Set task:
List each line of the entries below that contains the string "cloud", copying every such line in full. Matching is case-sensitive.

Supplied information:
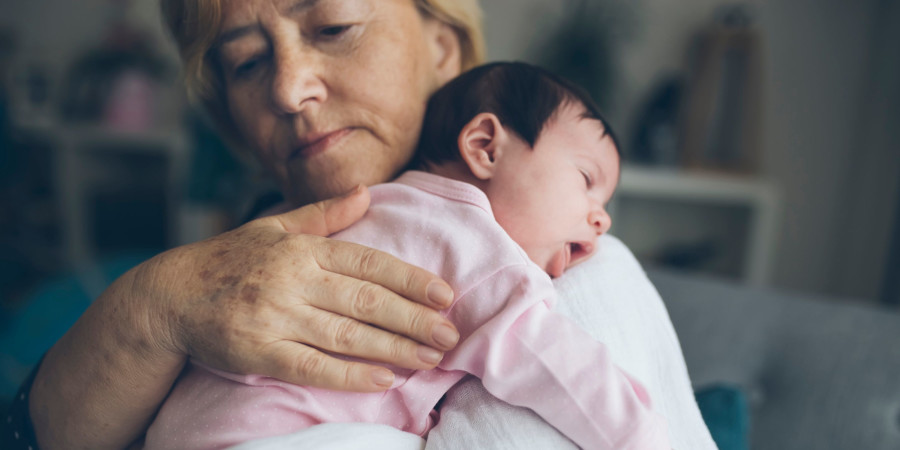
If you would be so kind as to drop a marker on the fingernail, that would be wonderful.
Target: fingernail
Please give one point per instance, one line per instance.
(383, 377)
(445, 336)
(439, 293)
(429, 355)
(354, 191)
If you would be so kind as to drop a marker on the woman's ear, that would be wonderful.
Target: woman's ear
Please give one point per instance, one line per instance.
(445, 50)
(481, 143)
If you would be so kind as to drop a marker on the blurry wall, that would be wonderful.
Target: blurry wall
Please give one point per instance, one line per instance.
(830, 87)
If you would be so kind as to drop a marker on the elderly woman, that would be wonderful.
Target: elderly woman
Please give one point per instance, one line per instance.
(328, 96)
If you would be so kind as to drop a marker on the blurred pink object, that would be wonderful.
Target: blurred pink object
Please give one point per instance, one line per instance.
(130, 105)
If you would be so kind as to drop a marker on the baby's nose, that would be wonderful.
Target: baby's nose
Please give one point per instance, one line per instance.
(600, 221)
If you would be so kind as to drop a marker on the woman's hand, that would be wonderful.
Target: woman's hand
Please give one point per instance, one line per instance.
(267, 297)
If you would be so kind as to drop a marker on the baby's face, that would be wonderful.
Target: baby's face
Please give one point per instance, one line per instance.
(552, 198)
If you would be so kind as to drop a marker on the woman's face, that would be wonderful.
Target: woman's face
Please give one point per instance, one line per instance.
(330, 93)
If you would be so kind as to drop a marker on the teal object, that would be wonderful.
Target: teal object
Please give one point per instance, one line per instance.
(29, 331)
(725, 411)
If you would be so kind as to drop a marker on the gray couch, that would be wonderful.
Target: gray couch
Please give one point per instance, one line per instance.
(819, 374)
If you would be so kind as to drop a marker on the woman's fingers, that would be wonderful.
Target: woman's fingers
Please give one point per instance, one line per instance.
(306, 366)
(363, 263)
(339, 334)
(326, 217)
(372, 303)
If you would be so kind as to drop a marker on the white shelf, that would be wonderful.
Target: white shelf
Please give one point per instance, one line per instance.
(757, 195)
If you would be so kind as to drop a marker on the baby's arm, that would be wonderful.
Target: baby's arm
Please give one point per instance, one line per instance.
(527, 355)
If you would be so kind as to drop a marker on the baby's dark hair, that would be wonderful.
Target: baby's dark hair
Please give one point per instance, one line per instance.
(524, 98)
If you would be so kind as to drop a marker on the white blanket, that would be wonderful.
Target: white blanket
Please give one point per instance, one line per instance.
(611, 298)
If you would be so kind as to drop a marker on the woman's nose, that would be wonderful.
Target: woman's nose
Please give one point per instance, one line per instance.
(600, 220)
(297, 81)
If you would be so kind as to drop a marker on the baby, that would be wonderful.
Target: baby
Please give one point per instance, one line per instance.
(516, 166)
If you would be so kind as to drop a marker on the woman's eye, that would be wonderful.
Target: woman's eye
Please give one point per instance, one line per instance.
(332, 31)
(247, 68)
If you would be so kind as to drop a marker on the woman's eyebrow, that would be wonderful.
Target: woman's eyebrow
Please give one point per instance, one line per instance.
(239, 32)
(235, 34)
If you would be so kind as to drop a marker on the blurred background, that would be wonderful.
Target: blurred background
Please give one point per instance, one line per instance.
(759, 144)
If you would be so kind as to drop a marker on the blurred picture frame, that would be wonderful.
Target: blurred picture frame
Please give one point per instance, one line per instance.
(722, 128)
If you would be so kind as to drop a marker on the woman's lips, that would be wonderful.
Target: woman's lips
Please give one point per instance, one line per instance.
(315, 143)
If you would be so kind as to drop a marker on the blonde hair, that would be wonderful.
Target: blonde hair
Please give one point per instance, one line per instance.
(194, 24)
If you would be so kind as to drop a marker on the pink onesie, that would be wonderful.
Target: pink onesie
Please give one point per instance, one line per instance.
(524, 353)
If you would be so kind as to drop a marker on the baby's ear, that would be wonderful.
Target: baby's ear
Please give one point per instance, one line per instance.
(481, 143)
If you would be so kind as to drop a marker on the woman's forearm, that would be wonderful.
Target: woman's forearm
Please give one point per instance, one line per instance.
(101, 384)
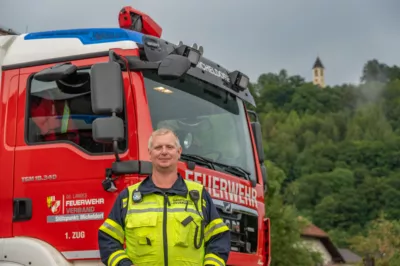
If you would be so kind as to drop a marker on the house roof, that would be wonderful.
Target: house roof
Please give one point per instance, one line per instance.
(313, 231)
(349, 256)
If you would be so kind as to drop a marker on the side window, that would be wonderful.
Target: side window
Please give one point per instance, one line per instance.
(61, 111)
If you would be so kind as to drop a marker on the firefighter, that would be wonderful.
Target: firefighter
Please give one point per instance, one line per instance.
(165, 219)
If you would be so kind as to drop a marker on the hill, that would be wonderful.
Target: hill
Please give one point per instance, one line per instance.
(333, 156)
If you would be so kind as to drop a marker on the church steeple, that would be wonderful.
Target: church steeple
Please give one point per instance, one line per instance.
(318, 73)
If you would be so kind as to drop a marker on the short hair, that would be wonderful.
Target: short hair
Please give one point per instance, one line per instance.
(160, 132)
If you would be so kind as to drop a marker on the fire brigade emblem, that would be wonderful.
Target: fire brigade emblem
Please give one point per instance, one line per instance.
(53, 204)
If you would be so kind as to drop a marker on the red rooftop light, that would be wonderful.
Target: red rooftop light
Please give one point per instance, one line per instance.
(130, 18)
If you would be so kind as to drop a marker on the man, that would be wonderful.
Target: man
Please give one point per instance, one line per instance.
(164, 219)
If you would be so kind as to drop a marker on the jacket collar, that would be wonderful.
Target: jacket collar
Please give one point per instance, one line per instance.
(178, 188)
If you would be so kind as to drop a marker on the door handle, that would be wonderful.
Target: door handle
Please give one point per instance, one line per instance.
(22, 209)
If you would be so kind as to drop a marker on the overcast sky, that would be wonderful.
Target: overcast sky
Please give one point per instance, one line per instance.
(253, 36)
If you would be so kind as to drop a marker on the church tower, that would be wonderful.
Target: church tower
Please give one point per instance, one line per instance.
(319, 73)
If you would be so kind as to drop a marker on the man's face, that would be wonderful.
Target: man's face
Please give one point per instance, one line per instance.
(164, 153)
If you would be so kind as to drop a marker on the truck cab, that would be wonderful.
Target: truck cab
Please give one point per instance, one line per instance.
(77, 109)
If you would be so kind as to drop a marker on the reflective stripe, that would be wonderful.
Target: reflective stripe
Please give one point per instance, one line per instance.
(211, 259)
(83, 254)
(215, 227)
(113, 229)
(162, 209)
(64, 121)
(116, 257)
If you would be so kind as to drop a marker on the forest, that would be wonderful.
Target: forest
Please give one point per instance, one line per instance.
(333, 158)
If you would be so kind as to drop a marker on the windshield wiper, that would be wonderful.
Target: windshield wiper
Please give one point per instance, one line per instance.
(236, 170)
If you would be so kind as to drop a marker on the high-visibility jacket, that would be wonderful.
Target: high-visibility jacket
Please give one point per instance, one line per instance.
(45, 114)
(179, 226)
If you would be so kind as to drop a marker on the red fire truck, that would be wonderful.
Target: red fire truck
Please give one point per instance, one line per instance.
(77, 108)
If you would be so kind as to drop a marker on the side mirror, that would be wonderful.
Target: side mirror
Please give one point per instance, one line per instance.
(56, 72)
(265, 177)
(107, 88)
(108, 129)
(256, 127)
(173, 66)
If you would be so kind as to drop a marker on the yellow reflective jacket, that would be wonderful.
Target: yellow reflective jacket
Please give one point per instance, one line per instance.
(178, 227)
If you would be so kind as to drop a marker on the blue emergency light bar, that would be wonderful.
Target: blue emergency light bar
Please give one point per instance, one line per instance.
(90, 36)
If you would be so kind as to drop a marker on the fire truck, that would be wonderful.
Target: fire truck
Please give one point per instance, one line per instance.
(76, 112)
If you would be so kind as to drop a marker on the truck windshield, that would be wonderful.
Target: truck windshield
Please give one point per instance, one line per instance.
(209, 121)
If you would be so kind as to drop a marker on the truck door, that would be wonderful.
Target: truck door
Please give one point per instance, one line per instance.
(59, 168)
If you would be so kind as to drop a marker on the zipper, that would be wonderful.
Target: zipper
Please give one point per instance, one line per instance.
(165, 240)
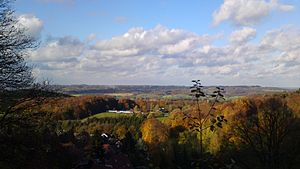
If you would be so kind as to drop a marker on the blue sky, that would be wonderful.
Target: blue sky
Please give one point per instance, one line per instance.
(230, 42)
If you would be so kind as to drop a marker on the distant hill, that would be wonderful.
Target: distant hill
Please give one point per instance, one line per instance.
(231, 91)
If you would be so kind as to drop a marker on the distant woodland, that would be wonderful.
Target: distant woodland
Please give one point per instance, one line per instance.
(43, 128)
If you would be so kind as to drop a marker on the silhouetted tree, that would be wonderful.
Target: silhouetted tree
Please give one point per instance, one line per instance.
(198, 122)
(266, 130)
(14, 45)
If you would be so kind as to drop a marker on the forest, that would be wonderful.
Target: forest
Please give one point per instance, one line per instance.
(53, 131)
(43, 128)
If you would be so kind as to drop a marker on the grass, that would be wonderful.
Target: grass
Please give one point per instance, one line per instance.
(106, 114)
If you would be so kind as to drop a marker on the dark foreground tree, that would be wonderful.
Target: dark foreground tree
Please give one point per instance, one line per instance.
(15, 74)
(204, 120)
(14, 46)
(267, 131)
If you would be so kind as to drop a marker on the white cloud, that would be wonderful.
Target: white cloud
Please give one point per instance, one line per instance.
(161, 55)
(243, 35)
(57, 1)
(33, 25)
(247, 12)
(60, 50)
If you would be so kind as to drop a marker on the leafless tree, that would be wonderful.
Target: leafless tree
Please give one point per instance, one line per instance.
(15, 73)
(14, 46)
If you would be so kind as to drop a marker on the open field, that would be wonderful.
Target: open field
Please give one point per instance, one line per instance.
(106, 114)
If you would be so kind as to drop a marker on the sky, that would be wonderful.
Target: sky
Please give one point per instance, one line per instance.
(164, 42)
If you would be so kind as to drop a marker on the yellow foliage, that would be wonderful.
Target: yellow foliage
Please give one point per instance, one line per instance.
(154, 132)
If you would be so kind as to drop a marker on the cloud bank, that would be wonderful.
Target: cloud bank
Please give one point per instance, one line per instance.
(174, 56)
(247, 12)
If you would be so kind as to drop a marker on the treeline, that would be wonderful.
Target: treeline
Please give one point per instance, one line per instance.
(261, 132)
(71, 108)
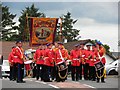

Answer to this task:
If you would be so kind as to drop a marker on the white cloud, that would be wonderful.
Target: white cloud
If you would be so kind as to drop a marker on the cloud bank, that would be wonderful.
Target: cloud bank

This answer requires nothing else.